### GIVEN PROBLEM
Please count the lines in the records below that contain the string "photo". Case counts. Give only the number.

### INPUT RECORDS

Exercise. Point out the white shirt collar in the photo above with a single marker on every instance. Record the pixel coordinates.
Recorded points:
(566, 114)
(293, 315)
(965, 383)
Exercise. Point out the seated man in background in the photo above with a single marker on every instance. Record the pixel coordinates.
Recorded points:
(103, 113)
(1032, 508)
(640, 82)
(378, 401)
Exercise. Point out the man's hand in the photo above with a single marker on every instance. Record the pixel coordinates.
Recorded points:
--
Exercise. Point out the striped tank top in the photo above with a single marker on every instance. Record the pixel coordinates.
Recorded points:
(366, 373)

### RESPONSE TO THE EXERCISE
4